# PROBLEM TO SOLVE
Reproduce the passage on heuristic play word for word, in full.

# SELECTED EXTRACT
● ● ●
To check out my article about 50 fantastic outdoor maths ideas then go here.

13. Understand Limits Of Own Physical Self

There will be some things that you find you can do during this type of play, and some that you can’t.

For example, you learn how to transport differently sized and shaped objects safely.

They will learn how to they can post, or stack or wrap things up.

14. Construct And De-Construct Reality

Children are continually coming up with theories. Then something happens, and that theory is shattered, and so they come up with another one.

For example, a child might try to stand up a wooden spoon on its end. When it falls over a few times, they may forget that and try standing something else up instead. They are learning about which objects can stand up and which can’t.

They are shifting their view of reality.

Often it seems ridiculous what they are trying to do! But then they try, fail, and learn from what they have seen.

Heuristic play generates a perpetual stream of these types of experiments.


Children have independence to choose what they do and how to do it.

They become decision makers, and masters of their own destiny.

Giving children the freedom to learn, make mistakes, and experiment is paramount in helping them form a healthy view of the world, and of their own abilities.
● ● ●
Coordinate annotation data
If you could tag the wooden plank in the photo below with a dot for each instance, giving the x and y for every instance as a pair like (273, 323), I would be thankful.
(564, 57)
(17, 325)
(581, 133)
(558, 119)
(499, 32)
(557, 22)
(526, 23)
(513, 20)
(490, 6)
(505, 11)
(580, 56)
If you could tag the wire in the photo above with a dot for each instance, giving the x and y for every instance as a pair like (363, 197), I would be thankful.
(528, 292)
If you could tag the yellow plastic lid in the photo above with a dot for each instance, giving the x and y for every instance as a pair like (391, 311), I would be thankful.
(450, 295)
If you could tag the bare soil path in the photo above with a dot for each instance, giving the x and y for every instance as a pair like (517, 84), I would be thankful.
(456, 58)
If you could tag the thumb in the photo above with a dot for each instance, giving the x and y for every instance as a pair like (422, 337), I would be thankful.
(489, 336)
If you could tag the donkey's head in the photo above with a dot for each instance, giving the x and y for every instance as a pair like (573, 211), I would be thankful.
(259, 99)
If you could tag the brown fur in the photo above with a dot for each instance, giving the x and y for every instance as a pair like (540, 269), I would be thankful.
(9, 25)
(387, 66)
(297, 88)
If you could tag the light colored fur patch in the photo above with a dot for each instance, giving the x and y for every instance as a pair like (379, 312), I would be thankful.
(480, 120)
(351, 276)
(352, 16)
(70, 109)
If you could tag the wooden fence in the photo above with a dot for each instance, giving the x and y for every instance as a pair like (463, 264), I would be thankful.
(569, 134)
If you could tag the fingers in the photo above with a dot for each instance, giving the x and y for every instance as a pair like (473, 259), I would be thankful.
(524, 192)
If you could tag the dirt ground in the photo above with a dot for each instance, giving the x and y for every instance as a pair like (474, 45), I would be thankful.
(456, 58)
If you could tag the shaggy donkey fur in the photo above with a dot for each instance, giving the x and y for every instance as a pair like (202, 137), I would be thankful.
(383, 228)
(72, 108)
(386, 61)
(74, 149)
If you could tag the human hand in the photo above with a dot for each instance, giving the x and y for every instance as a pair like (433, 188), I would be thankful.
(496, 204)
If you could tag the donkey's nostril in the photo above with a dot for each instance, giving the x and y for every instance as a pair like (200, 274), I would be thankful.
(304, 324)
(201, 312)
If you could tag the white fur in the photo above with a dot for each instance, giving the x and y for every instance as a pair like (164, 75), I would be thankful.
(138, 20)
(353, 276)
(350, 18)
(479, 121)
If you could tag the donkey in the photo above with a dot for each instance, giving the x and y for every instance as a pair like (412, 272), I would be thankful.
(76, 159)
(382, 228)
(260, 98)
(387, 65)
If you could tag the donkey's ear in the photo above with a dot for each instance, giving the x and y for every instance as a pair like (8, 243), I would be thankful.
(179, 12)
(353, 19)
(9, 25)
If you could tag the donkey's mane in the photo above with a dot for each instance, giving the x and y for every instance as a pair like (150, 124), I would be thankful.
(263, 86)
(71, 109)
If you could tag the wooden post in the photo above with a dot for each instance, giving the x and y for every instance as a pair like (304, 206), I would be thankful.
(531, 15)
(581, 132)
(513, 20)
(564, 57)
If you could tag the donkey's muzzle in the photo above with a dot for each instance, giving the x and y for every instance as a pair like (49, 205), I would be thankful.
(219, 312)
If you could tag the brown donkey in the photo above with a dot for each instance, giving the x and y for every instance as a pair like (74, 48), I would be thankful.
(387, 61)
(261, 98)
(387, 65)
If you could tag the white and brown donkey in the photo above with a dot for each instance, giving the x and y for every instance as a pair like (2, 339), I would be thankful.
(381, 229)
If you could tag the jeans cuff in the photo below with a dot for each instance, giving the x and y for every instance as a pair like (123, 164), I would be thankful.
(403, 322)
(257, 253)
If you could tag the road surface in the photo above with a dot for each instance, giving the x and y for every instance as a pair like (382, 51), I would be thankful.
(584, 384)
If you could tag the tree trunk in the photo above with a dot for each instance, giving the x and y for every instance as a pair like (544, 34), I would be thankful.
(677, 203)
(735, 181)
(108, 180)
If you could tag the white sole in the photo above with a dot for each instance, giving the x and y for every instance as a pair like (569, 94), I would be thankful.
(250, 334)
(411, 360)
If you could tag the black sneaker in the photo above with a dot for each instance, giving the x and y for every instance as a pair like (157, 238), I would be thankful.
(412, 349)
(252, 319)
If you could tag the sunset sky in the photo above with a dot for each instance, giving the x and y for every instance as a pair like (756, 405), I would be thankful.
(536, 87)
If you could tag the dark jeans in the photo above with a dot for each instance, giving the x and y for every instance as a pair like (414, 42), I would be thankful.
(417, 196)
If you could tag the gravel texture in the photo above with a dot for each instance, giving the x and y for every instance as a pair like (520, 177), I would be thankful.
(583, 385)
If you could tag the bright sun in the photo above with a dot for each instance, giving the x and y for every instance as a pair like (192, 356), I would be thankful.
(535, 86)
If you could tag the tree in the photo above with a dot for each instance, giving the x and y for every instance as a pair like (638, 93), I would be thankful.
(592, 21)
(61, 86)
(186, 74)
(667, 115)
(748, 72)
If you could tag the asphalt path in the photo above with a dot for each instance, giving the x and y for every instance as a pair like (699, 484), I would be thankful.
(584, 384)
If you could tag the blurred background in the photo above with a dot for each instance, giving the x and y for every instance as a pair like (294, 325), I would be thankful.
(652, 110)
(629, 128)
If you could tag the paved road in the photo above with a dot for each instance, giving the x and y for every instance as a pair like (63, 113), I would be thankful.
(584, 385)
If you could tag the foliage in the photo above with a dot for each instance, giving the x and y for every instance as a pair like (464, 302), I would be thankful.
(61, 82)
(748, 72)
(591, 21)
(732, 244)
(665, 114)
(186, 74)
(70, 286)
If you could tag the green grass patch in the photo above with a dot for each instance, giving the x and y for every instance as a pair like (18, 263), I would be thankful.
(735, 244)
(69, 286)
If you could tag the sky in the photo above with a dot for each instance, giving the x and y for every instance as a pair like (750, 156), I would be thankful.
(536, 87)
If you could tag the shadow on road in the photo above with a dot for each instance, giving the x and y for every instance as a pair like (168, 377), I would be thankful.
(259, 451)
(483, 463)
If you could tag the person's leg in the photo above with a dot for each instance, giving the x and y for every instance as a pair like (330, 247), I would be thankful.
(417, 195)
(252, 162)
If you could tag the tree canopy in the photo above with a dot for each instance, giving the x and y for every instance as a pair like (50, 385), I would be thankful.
● ● ●
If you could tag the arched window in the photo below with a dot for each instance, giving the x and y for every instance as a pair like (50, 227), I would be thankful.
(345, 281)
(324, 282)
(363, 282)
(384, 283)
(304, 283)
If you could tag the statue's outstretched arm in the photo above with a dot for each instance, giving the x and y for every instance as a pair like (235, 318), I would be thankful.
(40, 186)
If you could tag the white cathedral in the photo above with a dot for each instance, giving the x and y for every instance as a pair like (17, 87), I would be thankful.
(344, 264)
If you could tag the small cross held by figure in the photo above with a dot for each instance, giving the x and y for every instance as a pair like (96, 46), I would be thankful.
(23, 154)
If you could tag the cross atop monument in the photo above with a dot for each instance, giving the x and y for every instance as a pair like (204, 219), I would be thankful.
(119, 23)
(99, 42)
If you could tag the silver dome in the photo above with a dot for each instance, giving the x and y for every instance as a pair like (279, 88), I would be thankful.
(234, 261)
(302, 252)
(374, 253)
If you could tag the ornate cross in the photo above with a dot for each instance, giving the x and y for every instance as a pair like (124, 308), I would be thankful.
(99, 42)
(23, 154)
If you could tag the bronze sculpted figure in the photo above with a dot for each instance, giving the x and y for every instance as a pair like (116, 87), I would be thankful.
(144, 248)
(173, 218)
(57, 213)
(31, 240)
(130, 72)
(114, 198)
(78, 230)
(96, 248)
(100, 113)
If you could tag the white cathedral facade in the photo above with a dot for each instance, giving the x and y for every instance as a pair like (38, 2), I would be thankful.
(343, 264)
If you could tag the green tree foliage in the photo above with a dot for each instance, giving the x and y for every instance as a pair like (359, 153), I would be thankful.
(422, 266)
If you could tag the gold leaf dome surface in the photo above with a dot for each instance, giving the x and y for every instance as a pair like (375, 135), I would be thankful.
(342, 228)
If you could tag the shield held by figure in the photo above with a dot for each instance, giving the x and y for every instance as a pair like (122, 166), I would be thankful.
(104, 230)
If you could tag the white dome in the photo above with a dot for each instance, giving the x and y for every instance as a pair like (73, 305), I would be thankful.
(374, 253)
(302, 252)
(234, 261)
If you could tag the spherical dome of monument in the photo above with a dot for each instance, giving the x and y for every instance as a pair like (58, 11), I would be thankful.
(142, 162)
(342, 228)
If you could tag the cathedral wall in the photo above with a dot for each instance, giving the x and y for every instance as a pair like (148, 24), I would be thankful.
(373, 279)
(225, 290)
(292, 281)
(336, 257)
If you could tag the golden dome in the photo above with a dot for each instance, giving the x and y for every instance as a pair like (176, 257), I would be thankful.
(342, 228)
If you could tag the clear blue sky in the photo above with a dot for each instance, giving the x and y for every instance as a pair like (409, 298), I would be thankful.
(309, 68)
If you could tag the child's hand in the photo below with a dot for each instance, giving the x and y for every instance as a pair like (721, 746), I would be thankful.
● ● ●
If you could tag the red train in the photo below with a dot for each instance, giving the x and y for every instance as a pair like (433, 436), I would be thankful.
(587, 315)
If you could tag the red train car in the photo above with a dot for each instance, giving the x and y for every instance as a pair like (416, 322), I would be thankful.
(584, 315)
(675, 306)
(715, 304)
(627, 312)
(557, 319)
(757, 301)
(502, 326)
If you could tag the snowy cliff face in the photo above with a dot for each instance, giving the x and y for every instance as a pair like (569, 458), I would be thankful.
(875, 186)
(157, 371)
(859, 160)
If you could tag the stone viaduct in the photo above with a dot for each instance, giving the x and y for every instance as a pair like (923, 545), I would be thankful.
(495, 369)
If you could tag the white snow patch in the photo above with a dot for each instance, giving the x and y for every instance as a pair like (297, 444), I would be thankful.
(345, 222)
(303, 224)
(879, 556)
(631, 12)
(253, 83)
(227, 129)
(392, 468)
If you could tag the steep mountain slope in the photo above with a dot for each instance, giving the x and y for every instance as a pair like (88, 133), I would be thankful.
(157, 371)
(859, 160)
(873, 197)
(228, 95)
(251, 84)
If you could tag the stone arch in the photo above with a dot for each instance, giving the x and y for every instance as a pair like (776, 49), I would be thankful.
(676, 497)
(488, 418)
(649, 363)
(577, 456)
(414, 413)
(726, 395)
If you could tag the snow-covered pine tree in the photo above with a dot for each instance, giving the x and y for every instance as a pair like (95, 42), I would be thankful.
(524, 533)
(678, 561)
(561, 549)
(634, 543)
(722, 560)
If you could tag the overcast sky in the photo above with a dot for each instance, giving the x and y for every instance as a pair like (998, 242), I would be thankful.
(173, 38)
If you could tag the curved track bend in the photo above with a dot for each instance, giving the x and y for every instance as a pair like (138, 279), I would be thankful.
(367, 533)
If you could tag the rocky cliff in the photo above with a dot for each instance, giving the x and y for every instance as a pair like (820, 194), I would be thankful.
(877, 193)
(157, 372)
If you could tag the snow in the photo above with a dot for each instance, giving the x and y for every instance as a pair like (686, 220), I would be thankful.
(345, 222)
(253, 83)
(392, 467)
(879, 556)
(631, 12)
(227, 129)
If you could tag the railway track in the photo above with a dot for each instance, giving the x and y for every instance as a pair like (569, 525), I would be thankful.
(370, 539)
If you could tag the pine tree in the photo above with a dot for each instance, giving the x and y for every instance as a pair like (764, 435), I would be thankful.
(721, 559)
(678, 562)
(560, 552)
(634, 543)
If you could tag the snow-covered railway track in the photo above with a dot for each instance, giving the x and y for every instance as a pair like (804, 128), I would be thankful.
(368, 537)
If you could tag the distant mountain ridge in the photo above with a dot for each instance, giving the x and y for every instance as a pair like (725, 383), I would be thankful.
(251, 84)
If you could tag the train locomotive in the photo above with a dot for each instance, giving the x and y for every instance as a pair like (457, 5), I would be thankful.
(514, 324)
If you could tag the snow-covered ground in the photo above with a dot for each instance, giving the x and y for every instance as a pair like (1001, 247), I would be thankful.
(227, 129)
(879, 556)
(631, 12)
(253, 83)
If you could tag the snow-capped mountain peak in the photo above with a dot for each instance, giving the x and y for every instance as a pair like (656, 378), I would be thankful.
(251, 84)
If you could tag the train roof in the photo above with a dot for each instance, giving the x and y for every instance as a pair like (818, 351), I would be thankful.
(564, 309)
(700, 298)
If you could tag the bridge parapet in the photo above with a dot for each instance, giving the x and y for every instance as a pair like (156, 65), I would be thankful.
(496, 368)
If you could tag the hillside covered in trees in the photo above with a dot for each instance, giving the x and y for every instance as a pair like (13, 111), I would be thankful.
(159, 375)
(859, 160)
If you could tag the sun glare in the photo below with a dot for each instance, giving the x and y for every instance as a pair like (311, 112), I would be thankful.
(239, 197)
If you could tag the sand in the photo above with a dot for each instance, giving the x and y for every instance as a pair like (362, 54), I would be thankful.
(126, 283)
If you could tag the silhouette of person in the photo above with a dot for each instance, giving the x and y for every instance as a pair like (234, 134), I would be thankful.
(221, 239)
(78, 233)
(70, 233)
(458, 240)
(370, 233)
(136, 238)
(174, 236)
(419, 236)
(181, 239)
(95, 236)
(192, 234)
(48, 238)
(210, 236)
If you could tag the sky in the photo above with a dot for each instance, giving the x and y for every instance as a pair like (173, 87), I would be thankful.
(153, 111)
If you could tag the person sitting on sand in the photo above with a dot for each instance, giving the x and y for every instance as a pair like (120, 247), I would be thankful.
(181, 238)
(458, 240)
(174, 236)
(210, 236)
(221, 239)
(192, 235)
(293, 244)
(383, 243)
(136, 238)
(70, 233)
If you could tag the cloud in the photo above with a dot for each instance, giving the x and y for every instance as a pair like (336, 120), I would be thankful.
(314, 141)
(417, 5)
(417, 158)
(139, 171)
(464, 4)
● ● ●
# ANSWER FOR THIS EXERCISE
To check out my article about 50 fantastic outdoor maths ideas then go here.

13. Understand Limits Of Own Physical Self

There will be some things that you find you can do during this type of play, and some that you can’t.

For example, you learn how to transport differently sized and shaped objects safely.

They will learn how to they can post, or stack or wrap things up.

14. Construct And De-Construct Reality

Children are continually coming up with theories. Then something happens, and that theory is shattered, and so they come up with another one.

For example, a child might try to stand up a wooden spoon on its end. When it falls over a few times, they may forget that and try standing something else up instead. They are learning about which objects can stand up and which can’t.

They are shifting their view of reality.

Often it seems ridiculous what they are trying to do! But then they try, fail, and learn from what they have seen.

Heuristic play generates a perpetual stream of these types of experiments.


Children have independence to choose what they do and how to do it.

They become decision makers, and masters of their own destiny.

Giving children the freedom to learn, make mistakes, and experiment is paramount in helping them form a healthy view of the world, and of their own abilities.